-- start of Records for this task --

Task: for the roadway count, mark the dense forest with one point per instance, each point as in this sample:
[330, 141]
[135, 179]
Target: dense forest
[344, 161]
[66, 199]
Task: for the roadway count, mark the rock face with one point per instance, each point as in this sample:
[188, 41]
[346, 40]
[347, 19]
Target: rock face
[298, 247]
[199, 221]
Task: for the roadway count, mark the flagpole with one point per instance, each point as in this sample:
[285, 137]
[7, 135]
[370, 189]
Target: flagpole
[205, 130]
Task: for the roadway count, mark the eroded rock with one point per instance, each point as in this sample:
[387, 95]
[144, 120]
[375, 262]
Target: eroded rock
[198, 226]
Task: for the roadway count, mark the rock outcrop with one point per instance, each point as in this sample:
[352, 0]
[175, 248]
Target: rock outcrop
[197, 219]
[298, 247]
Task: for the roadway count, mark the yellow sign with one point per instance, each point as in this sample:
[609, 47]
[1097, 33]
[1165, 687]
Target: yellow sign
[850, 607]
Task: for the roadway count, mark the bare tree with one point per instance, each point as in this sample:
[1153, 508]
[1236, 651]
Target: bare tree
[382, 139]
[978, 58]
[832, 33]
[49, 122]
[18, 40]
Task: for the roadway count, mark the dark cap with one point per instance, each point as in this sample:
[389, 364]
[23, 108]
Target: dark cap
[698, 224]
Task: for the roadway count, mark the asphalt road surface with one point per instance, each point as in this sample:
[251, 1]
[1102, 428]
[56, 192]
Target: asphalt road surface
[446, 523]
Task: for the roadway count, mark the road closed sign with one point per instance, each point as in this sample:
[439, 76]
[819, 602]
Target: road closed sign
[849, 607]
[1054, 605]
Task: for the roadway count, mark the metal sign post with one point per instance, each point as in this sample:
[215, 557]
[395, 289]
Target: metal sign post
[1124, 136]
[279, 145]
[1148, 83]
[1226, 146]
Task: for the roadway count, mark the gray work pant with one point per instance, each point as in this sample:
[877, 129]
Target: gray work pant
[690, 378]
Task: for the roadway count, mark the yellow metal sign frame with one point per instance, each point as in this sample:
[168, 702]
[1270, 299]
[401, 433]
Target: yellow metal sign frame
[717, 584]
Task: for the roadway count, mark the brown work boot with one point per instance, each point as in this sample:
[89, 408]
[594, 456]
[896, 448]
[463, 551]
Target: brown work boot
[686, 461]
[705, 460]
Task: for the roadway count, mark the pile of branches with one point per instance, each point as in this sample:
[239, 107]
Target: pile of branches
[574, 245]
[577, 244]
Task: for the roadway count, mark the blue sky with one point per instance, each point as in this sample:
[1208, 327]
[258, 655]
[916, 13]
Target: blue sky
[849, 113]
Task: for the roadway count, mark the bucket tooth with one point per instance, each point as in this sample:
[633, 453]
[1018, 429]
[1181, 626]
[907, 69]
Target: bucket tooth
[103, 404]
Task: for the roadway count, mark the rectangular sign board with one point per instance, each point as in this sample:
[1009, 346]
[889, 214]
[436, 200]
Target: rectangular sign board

-- end of Records for this task --

→ Task objective: Reproduce exactly the lines from the one containing "Task: for the roadway count, mark the brown" through the last line of the records above, including both, and nothing else.

→ Reply to the exercise:
Task: for the roadway count, mark the brown work boot with one point per instance, each point as in this sample:
[89, 408]
[594, 456]
[896, 448]
[463, 551]
Target: brown work boot
[686, 461]
[705, 460]
Task: for the roadway count, mark the pile of branches with one point per instance, each point as in this sample:
[239, 107]
Target: pile of branches
[574, 245]
[577, 244]
Task: for the roadway count, mark the blue sky with one point per instance, each point as in this sample:
[1208, 327]
[258, 655]
[916, 13]
Target: blue sky
[849, 113]
Task: for the roadway count, mark the bucket tooth with one point per instance, each point as in this sample:
[633, 453]
[1018, 429]
[1181, 626]
[907, 69]
Target: bucket tooth
[103, 404]
Task: for the roadway count, mark the rectangular sign board with one point per instance, each point as in this sample:
[1009, 346]
[889, 214]
[436, 200]
Target: rectangular sign board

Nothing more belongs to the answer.